* Aim of the exercise
The answer must be a single number: how many lines in the records below contain the word "kimono".

* Data under study

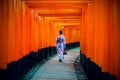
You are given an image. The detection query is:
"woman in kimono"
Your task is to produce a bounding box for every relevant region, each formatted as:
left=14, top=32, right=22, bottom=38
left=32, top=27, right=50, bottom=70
left=56, top=30, right=66, bottom=62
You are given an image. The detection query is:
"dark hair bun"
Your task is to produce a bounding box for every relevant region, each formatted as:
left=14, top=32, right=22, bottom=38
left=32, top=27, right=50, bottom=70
left=59, top=30, right=62, bottom=34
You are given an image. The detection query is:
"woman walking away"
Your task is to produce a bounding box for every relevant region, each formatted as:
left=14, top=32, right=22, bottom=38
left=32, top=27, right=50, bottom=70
left=56, top=30, right=66, bottom=62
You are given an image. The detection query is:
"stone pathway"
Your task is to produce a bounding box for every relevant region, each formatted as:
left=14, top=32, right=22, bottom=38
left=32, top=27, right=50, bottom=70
left=31, top=47, right=80, bottom=80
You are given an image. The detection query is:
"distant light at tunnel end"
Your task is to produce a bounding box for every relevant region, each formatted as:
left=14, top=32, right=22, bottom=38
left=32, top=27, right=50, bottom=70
left=61, top=26, right=64, bottom=29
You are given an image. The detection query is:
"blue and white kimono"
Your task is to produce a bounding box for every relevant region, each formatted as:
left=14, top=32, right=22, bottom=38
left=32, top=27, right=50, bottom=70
left=56, top=34, right=66, bottom=61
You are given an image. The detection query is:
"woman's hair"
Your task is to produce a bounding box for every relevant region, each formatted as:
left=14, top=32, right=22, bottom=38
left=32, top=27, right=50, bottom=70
left=59, top=30, right=62, bottom=34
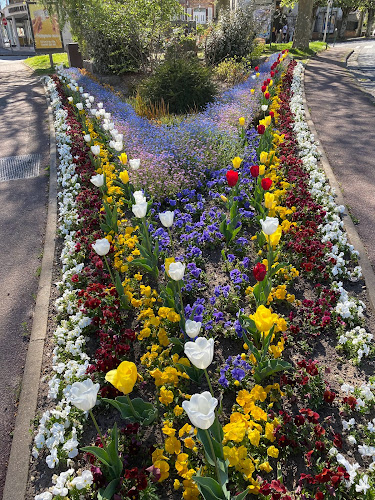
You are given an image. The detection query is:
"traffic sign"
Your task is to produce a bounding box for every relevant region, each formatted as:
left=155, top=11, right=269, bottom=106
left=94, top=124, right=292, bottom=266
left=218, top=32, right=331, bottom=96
left=2, top=18, right=7, bottom=26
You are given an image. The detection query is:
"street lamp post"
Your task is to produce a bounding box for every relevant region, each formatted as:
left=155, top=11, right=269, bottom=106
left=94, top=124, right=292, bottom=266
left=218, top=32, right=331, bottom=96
left=322, top=0, right=333, bottom=43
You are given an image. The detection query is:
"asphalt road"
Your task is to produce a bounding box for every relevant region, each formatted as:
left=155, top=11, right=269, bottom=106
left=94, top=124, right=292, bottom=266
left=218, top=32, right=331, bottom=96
left=305, top=42, right=375, bottom=273
left=0, top=57, right=49, bottom=499
left=345, top=38, right=375, bottom=97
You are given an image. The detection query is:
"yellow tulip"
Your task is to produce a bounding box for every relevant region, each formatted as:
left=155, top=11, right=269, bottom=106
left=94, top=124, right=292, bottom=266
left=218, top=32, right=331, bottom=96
left=164, top=257, right=175, bottom=276
left=250, top=305, right=278, bottom=332
left=105, top=360, right=137, bottom=394
left=264, top=192, right=275, bottom=209
left=220, top=194, right=228, bottom=203
left=118, top=152, right=128, bottom=165
left=265, top=226, right=282, bottom=247
left=119, top=170, right=129, bottom=184
left=259, top=165, right=266, bottom=175
left=239, top=116, right=245, bottom=126
left=232, top=156, right=243, bottom=169
left=251, top=89, right=255, bottom=94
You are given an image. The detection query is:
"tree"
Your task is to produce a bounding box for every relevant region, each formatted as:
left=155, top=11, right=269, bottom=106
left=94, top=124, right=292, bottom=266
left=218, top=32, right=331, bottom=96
left=292, top=0, right=315, bottom=49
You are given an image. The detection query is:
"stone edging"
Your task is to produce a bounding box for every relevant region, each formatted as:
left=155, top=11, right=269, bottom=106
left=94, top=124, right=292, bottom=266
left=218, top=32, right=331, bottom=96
left=3, top=81, right=57, bottom=500
left=301, top=63, right=375, bottom=315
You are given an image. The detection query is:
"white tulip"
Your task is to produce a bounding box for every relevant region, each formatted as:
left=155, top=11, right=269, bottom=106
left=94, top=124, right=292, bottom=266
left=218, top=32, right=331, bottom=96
left=99, top=108, right=106, bottom=116
left=67, top=96, right=73, bottom=103
left=92, top=238, right=110, bottom=255
left=79, top=87, right=83, bottom=93
left=132, top=202, right=148, bottom=218
left=86, top=102, right=92, bottom=109
left=261, top=105, right=268, bottom=111
left=82, top=93, right=89, bottom=99
left=168, top=262, right=186, bottom=281
left=110, top=128, right=118, bottom=137
left=95, top=111, right=101, bottom=119
left=69, top=379, right=100, bottom=411
left=76, top=103, right=83, bottom=111
left=107, top=122, right=115, bottom=131
left=133, top=191, right=146, bottom=204
left=91, top=145, right=100, bottom=156
left=90, top=174, right=104, bottom=187
left=97, top=102, right=104, bottom=109
left=88, top=96, right=95, bottom=103
left=260, top=216, right=279, bottom=235
left=184, top=337, right=214, bottom=369
left=102, top=123, right=109, bottom=131
left=84, top=134, right=91, bottom=143
left=114, top=134, right=123, bottom=142
left=182, top=391, right=218, bottom=430
left=104, top=112, right=111, bottom=119
left=90, top=108, right=97, bottom=115
left=113, top=141, right=123, bottom=152
left=159, top=211, right=174, bottom=228
left=129, top=159, right=141, bottom=170
left=185, top=319, right=202, bottom=338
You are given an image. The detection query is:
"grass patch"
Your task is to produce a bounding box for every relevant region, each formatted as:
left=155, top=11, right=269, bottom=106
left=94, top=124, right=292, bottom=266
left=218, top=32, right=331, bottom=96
left=24, top=53, right=69, bottom=75
left=263, top=41, right=327, bottom=60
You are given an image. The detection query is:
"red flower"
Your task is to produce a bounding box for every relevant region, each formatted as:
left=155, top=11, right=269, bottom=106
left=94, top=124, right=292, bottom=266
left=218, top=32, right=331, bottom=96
left=250, top=164, right=259, bottom=177
left=255, top=66, right=259, bottom=71
left=270, top=71, right=275, bottom=77
left=261, top=178, right=272, bottom=190
left=323, top=389, right=335, bottom=403
left=226, top=170, right=239, bottom=187
left=333, top=433, right=342, bottom=449
left=270, top=110, right=275, bottom=118
left=253, top=262, right=267, bottom=281
left=257, top=124, right=266, bottom=135
left=265, top=92, right=270, bottom=99
left=315, top=491, right=324, bottom=500
left=261, top=85, right=267, bottom=93
left=267, top=78, right=271, bottom=84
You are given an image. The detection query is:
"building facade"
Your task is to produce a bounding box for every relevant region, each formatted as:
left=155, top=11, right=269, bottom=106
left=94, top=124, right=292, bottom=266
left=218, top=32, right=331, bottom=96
left=178, top=0, right=215, bottom=24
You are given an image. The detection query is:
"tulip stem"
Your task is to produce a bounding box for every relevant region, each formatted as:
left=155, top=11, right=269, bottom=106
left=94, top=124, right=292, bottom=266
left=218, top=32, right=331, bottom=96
left=204, top=429, right=221, bottom=485
left=167, top=227, right=175, bottom=256
left=103, top=255, right=116, bottom=288
left=178, top=281, right=185, bottom=323
left=89, top=409, right=106, bottom=451
left=204, top=369, right=214, bottom=398
left=126, top=394, right=139, bottom=421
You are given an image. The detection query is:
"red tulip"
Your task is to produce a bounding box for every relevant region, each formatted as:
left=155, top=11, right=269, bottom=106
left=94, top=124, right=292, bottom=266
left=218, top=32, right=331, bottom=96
left=267, top=78, right=270, bottom=84
left=261, top=178, right=272, bottom=190
left=257, top=124, right=265, bottom=135
left=254, top=66, right=259, bottom=71
left=264, top=92, right=270, bottom=99
left=250, top=164, right=259, bottom=177
left=226, top=170, right=238, bottom=187
left=253, top=262, right=267, bottom=281
left=269, top=110, right=274, bottom=118
left=261, top=85, right=267, bottom=93
left=270, top=71, right=275, bottom=77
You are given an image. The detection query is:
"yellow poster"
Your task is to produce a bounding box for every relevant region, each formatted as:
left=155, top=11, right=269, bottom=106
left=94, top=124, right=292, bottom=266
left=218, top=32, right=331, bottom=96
left=29, top=3, right=62, bottom=50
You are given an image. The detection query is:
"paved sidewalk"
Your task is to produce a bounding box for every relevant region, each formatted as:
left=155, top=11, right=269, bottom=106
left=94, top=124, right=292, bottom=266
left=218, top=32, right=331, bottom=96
left=304, top=46, right=375, bottom=271
left=0, top=58, right=49, bottom=498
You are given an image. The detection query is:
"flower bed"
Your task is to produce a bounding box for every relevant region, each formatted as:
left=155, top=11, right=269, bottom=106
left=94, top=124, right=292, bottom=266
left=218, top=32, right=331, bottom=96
left=32, top=55, right=375, bottom=500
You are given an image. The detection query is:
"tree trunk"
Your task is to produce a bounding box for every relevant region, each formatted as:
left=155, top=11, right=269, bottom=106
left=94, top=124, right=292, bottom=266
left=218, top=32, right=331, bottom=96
left=339, top=7, right=351, bottom=39
left=356, top=10, right=364, bottom=36
left=293, top=0, right=314, bottom=50
left=366, top=8, right=374, bottom=37
left=310, top=4, right=318, bottom=40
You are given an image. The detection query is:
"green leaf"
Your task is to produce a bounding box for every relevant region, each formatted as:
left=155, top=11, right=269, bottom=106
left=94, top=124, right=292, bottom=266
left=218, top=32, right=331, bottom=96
left=254, top=359, right=292, bottom=383
left=235, top=489, right=248, bottom=500
left=192, top=476, right=228, bottom=500
left=98, top=478, right=120, bottom=500
left=175, top=363, right=203, bottom=384
left=80, top=446, right=110, bottom=467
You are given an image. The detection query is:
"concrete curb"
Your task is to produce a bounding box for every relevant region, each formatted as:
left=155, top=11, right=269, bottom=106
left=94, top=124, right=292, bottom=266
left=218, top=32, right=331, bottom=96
left=302, top=64, right=375, bottom=315
left=2, top=83, right=57, bottom=500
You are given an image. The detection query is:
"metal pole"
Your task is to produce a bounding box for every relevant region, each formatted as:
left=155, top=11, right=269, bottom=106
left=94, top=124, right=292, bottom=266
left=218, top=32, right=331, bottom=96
left=322, top=0, right=332, bottom=43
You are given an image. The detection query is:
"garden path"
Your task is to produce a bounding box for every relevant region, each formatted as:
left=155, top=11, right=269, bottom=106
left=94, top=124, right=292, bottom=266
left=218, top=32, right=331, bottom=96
left=304, top=44, right=375, bottom=272
left=0, top=57, right=49, bottom=498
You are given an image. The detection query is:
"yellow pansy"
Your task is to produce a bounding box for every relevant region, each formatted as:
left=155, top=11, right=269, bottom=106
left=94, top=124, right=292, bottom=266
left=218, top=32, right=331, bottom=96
left=165, top=436, right=181, bottom=455
left=259, top=461, right=273, bottom=473
left=159, top=386, right=174, bottom=405
left=267, top=445, right=279, bottom=458
left=184, top=437, right=195, bottom=449
left=154, top=460, right=169, bottom=481
left=248, top=428, right=261, bottom=447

* Exercise response
2